***** Working data

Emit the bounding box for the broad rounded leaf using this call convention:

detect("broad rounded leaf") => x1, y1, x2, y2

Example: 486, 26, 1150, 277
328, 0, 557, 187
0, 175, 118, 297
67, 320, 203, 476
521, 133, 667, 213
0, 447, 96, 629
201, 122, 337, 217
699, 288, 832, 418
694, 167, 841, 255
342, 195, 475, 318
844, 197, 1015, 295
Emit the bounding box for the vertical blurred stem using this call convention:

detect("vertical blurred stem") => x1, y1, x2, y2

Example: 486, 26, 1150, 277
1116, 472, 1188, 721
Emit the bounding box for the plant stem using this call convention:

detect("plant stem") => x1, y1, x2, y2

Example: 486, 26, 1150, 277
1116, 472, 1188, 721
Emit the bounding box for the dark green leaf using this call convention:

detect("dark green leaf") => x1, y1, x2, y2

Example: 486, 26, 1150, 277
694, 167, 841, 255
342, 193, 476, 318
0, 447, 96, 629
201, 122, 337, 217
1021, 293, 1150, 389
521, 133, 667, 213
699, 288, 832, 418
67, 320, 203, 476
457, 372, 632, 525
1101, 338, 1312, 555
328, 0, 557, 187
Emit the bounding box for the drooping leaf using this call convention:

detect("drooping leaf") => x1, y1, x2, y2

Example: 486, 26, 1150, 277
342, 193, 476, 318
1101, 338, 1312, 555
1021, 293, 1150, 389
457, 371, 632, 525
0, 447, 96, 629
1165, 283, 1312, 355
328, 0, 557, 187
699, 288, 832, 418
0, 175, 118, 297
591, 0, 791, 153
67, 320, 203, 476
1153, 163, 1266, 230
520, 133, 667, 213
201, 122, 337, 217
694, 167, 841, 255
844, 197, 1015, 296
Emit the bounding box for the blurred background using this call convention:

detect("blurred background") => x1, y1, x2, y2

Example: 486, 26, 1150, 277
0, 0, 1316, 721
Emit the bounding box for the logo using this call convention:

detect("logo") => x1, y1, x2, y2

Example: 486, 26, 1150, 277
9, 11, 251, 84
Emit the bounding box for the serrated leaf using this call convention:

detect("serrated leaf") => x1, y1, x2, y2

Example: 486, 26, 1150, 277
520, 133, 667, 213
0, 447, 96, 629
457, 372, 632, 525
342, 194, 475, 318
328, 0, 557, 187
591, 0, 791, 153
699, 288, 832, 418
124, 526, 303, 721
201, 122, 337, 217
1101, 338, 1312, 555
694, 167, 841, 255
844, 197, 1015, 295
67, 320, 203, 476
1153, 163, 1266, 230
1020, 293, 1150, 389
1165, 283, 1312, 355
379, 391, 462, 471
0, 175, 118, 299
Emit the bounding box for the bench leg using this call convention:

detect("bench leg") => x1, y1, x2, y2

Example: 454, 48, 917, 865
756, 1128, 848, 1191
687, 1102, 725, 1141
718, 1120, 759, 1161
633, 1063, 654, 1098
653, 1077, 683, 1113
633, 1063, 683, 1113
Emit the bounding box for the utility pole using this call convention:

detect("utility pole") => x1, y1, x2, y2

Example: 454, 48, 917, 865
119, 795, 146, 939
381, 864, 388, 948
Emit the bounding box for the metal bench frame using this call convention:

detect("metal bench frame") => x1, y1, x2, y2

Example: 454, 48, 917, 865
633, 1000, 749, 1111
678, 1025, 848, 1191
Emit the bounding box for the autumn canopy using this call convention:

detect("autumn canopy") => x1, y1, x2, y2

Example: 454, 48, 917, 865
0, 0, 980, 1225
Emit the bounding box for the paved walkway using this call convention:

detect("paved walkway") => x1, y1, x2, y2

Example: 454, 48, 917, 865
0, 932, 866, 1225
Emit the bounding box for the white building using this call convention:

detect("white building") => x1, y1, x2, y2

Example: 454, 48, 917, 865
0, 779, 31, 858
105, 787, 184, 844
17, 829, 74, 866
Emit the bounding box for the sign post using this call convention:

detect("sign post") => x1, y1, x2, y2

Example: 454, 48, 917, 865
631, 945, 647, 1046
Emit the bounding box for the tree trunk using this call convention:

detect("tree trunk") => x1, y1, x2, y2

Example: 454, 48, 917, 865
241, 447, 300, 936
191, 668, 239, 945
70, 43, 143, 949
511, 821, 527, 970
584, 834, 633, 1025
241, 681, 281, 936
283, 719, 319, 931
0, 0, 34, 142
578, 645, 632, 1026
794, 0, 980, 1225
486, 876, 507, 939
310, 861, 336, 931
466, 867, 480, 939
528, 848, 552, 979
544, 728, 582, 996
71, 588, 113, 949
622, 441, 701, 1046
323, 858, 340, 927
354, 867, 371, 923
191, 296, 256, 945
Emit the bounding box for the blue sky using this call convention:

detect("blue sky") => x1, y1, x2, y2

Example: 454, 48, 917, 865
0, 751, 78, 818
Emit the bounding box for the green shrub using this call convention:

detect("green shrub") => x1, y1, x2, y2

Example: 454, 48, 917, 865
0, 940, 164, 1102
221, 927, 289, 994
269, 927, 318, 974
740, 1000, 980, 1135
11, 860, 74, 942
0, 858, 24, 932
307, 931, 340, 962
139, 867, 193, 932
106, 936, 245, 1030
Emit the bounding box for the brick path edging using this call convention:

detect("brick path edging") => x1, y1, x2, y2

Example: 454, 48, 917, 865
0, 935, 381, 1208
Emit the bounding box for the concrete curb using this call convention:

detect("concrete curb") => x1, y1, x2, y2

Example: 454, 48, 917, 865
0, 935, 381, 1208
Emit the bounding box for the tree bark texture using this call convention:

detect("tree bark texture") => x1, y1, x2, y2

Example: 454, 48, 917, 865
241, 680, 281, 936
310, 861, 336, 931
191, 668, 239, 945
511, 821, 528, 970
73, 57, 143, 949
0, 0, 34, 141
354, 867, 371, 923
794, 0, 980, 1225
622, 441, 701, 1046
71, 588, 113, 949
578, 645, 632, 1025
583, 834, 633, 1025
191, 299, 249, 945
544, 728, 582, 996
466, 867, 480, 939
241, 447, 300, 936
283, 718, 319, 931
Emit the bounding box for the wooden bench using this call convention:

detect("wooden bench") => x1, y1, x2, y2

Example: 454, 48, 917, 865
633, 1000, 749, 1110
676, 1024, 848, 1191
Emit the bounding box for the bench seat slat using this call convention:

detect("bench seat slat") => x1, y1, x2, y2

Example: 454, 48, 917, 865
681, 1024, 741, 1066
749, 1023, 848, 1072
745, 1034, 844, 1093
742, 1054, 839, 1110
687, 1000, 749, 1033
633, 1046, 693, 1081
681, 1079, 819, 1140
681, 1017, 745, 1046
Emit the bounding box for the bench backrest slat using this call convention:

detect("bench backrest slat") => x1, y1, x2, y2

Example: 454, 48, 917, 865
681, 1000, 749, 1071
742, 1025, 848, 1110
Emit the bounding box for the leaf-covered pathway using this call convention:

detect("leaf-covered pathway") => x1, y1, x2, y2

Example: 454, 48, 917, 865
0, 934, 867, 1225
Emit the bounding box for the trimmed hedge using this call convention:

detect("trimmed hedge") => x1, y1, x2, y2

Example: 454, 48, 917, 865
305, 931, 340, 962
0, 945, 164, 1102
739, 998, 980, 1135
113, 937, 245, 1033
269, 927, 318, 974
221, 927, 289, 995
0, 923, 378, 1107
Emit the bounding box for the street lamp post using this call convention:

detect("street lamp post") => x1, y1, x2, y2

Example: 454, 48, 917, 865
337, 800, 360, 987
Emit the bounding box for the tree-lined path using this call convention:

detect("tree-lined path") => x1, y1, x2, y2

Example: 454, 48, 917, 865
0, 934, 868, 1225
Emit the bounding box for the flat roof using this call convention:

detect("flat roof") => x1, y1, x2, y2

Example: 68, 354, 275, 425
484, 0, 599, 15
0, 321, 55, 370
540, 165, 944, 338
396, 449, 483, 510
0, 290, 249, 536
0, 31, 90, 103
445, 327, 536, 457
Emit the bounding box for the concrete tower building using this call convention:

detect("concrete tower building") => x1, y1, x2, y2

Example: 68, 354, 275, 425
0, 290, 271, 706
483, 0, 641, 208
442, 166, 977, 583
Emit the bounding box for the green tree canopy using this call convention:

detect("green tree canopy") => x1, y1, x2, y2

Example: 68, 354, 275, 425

**********

Edit the lines from the one containing "Emit the bounding box for the green tree" through the end of the records, inclusive, so that "canopy" becomes "crown" and nothing else changes.

## Complete output
Emit the bounding box for the green tree crown using this call convention:

detect("green tree crown") => x1, y1, x2, y2

Example: 68, 354, 275, 425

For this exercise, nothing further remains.